## Listed records
• • • •

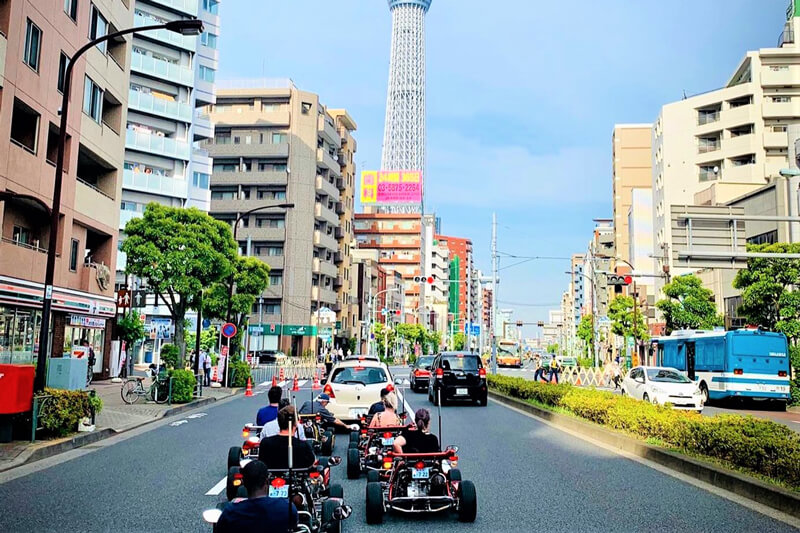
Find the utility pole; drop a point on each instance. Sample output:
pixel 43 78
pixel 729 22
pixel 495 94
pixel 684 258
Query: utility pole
pixel 494 293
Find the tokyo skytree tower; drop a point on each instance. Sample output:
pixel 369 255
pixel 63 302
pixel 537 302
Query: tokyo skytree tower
pixel 404 131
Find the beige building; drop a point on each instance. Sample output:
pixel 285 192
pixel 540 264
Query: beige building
pixel 720 145
pixel 35 43
pixel 632 170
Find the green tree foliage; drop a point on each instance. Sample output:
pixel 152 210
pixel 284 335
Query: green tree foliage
pixel 688 305
pixel 179 252
pixel 621 313
pixel 250 278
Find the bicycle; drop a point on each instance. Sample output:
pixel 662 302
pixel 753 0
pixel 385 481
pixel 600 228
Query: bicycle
pixel 133 389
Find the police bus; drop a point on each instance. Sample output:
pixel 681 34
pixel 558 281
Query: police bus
pixel 745 363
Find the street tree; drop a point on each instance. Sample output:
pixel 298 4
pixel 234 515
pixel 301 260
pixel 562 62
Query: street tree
pixel 178 252
pixel 688 305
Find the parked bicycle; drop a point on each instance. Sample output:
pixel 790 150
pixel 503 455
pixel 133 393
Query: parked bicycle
pixel 134 388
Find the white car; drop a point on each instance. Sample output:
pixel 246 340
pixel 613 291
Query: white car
pixel 663 385
pixel 354 385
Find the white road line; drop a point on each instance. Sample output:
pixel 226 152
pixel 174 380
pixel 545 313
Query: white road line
pixel 218 488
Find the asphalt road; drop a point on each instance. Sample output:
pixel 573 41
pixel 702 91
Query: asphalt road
pixel 529 477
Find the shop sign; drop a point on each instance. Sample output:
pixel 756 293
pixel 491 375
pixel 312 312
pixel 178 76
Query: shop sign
pixel 87 321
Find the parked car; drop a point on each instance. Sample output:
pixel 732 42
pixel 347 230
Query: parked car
pixel 663 385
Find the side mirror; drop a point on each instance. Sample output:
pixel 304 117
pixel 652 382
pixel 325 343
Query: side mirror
pixel 211 516
pixel 342 512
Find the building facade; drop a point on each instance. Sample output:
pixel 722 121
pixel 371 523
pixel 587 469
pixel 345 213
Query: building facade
pixel 35 46
pixel 277 146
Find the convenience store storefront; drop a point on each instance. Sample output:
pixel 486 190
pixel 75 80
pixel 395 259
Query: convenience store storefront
pixel 77 316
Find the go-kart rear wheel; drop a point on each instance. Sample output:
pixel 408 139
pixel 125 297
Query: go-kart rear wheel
pixel 328 507
pixel 231 490
pixel 327 443
pixel 353 463
pixel 374 503
pixel 467 502
pixel 234 456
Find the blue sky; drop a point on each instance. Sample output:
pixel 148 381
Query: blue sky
pixel 521 101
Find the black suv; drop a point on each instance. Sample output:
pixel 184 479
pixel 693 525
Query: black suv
pixel 457 376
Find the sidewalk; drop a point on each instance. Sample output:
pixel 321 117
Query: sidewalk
pixel 115 417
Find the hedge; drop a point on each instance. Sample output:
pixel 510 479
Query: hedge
pixel 757 445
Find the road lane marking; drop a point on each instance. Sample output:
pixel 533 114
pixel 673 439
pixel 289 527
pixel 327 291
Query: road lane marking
pixel 218 488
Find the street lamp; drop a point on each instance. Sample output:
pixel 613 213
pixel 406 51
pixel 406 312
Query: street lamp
pixel 184 27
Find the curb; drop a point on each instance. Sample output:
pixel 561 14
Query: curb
pixel 38 453
pixel 775 497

• • • •

## Stated problem
Copy every item above word for word, and leave the pictures out of your copy.

## Written answer
Find the utility pole; drop a point on each instance. Sample output:
pixel 43 78
pixel 729 22
pixel 495 94
pixel 684 258
Query: utility pole
pixel 494 293
Find the tokyo skytree tower; drop a point on each instance. Sample output:
pixel 369 255
pixel 63 302
pixel 537 302
Query: tokyo skytree tower
pixel 404 131
Find the beige building; drop a point on each instance. Sample output:
pixel 285 192
pixel 540 264
Query: beige building
pixel 720 145
pixel 35 43
pixel 632 170
Find the green tree foliage; drop a point on each instance. Sample output:
pixel 152 210
pixel 284 335
Query: green tree foliage
pixel 688 305
pixel 179 252
pixel 621 313
pixel 250 278
Find the bicycle; drop a point on each instance. Sample output:
pixel 662 302
pixel 753 0
pixel 385 481
pixel 600 228
Query: bicycle
pixel 133 389
Find the police bus; drop a point on each instance. Sample output:
pixel 681 34
pixel 558 281
Query: police bus
pixel 745 363
Find the street tree; drop a point on each instance. Sample output:
pixel 298 4
pixel 234 515
pixel 301 260
pixel 562 62
Query: street tree
pixel 178 252
pixel 688 305
Find the parked bicycle; drop a point on each instance. Sample output:
pixel 790 150
pixel 503 455
pixel 133 393
Query: parked bicycle
pixel 134 388
Find the white car; drop a point on each instance. Sample output:
pixel 246 340
pixel 613 291
Query: white car
pixel 663 385
pixel 354 385
Find the white road line; drop a point on each instance. Sample output:
pixel 226 152
pixel 174 380
pixel 545 313
Query: white road line
pixel 218 488
Find the asphalt road; drop a point on each instance. Sample output:
pixel 573 41
pixel 702 91
Query: asphalt road
pixel 529 477
Find the shop sign; drop a point on each instance. Sample output:
pixel 756 293
pixel 491 375
pixel 312 312
pixel 178 76
Query: shop sign
pixel 87 321
Find the parked car; drop a point on each instance. Sample output:
pixel 732 42
pixel 347 230
Query: parked car
pixel 663 385
Find the side mirror; drop a point on each instance. Sample output:
pixel 304 117
pixel 652 382
pixel 325 343
Query: side mirror
pixel 211 516
pixel 342 512
Find the building facade; drop a point on each instance. Sample output:
pixel 722 121
pixel 371 523
pixel 587 469
pixel 345 213
Query: building facade
pixel 35 46
pixel 277 146
Find the convenience store storefront; drop a point on each instance. Sample output:
pixel 486 190
pixel 75 80
pixel 395 259
Query: convenience store storefront
pixel 77 316
Find the go-kart rear wheel; drop a point on each instance. Sample output:
pixel 408 139
pixel 125 297
Query: go-kart rear wheel
pixel 328 507
pixel 231 490
pixel 327 443
pixel 353 463
pixel 374 503
pixel 467 502
pixel 234 456
Find the blue sky; drop a point on each instance. Sample output:
pixel 148 381
Query: blue sky
pixel 521 101
Find the black suv; drop a point on each instance. Sample output:
pixel 184 479
pixel 693 525
Query: black suv
pixel 457 376
Find the sidewalk; drop a point on each instance. Sample output:
pixel 321 117
Query: sidewalk
pixel 115 417
Find the hedge; drop a point on each instance. Sample output:
pixel 510 479
Query: hedge
pixel 757 445
Find the road lane marking; drop a point on each instance. Sample output:
pixel 533 114
pixel 673 439
pixel 289 527
pixel 327 291
Query: road lane marking
pixel 218 488
Find the street lamp; drop a point on each instance. Sample output:
pixel 613 213
pixel 406 51
pixel 406 312
Query: street lamp
pixel 184 27
Find the curb; drop a point on each instance. Sample output:
pixel 561 14
Query: curb
pixel 38 453
pixel 775 497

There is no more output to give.